Your objective:
Render the records as a Markdown table with the columns Row and Line. Include only the part that opens with the line containing "the white cloud" and runs through the end of the records, number each line, and leave out blank lines.

Excerpts from a point labeling dataset:
● ● ● ● ●
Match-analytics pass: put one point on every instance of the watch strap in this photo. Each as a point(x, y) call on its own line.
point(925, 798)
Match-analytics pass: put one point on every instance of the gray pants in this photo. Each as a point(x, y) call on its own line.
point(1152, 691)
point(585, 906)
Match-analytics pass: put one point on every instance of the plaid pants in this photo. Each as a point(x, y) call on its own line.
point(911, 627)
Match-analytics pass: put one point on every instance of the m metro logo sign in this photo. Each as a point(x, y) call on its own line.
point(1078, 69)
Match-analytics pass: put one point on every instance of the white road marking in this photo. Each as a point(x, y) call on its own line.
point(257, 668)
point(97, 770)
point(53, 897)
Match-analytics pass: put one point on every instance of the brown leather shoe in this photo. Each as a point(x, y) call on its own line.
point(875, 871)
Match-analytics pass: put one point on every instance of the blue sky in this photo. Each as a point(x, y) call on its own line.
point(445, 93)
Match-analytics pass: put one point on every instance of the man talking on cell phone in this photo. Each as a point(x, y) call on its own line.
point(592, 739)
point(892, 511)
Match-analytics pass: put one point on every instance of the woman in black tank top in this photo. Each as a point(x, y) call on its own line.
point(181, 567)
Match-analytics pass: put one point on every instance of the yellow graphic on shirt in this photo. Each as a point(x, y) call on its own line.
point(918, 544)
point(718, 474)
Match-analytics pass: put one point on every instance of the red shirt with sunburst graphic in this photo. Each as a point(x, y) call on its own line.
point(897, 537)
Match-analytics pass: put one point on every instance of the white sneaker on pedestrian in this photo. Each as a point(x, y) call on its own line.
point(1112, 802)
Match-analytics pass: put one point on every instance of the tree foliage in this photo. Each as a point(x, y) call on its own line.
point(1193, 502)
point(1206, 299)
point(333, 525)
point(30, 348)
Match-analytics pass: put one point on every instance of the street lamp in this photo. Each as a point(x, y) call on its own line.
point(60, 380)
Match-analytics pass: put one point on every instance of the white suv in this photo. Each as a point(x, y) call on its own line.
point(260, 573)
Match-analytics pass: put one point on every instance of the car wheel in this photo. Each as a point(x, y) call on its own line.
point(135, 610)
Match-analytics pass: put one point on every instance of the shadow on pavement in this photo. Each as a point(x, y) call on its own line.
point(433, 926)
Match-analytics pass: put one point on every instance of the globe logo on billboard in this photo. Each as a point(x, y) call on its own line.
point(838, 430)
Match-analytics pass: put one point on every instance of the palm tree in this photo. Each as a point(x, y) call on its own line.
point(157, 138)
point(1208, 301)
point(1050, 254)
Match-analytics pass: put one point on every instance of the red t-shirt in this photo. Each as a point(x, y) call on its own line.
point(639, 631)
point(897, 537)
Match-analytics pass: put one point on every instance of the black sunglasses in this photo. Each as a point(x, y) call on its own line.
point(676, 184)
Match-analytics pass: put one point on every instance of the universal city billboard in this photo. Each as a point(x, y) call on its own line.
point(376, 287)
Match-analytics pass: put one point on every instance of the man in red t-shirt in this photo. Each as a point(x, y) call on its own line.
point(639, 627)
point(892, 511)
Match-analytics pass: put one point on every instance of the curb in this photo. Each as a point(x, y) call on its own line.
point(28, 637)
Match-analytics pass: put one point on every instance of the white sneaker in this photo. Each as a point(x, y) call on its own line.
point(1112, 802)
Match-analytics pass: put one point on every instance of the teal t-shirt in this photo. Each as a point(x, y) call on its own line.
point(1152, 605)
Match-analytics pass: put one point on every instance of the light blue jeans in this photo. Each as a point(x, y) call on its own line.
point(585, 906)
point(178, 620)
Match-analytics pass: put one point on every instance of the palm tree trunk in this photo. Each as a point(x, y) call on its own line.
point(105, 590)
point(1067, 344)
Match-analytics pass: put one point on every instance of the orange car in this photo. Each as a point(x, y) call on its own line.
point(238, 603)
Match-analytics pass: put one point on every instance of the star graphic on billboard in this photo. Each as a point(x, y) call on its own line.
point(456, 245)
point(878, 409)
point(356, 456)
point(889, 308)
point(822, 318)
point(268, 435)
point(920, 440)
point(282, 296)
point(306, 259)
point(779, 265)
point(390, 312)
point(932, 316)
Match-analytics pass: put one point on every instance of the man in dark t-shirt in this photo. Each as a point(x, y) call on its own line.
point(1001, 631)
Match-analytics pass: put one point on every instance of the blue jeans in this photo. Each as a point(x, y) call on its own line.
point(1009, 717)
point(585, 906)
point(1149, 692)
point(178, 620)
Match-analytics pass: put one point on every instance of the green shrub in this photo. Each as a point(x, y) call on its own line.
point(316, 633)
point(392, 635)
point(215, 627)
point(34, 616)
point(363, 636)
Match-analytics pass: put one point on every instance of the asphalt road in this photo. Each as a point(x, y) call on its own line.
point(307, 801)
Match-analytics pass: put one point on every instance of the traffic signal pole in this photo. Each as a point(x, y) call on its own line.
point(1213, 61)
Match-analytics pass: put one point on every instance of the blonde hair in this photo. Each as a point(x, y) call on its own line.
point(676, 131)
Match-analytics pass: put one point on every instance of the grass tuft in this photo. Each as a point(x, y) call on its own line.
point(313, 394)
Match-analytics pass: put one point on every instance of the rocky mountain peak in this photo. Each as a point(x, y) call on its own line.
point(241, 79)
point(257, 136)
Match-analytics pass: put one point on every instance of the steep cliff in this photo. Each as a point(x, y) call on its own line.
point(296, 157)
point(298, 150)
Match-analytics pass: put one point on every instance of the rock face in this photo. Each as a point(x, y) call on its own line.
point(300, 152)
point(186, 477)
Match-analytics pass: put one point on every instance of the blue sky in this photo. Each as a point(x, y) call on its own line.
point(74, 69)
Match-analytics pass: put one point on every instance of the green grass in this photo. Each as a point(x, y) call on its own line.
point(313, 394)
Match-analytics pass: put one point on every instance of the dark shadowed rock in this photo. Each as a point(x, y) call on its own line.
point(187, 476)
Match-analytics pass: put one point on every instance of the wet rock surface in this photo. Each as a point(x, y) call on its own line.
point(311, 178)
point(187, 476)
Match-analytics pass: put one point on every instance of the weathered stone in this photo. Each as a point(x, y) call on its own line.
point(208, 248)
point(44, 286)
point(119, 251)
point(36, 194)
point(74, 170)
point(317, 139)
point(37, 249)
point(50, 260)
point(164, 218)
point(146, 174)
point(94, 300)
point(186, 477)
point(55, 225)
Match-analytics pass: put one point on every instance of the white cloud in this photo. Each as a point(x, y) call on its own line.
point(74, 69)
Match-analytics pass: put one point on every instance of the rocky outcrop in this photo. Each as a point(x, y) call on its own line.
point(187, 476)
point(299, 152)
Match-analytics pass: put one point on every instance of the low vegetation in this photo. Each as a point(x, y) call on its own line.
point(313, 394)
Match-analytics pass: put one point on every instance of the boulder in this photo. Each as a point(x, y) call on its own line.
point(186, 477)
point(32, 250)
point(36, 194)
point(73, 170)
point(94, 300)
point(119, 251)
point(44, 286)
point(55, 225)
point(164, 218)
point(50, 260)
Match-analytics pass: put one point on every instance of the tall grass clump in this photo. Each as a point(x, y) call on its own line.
● ● ● ● ●
Response to this exercise:
| Row | Line |
|---|---|
| 1 | Match-analytics pass: put one point on every instance of the white cloud in this photo. Each as a point(x, y) call on its own line. |
| 2 | point(74, 69) |
| 3 | Match-analytics pass: put one point on every instance of the rocky outcrop in this photo. Each as a point(x, y) call on its own line. |
| 4 | point(187, 476) |
| 5 | point(299, 152) |
| 6 | Match-analytics pass: put one point on every instance of the low vegetation in this photo. Each as a point(x, y) call on its own line. |
| 7 | point(313, 394) |
| 8 | Match-analytics pass: put one point on every instance of the boulder in this photo. Each as a point(x, y) call on its own line. |
| 9 | point(186, 477) |
| 10 | point(32, 250) |
| 11 | point(36, 194) |
| 12 | point(73, 170) |
| 13 | point(94, 300) |
| 14 | point(119, 251) |
| 15 | point(44, 286) |
| 16 | point(55, 225) |
| 17 | point(164, 218) |
| 18 | point(50, 260) |
| 19 | Match-analytics pass: put one point on every instance of the tall grass clump in this photo. Each as a point(x, y) call on its own line. |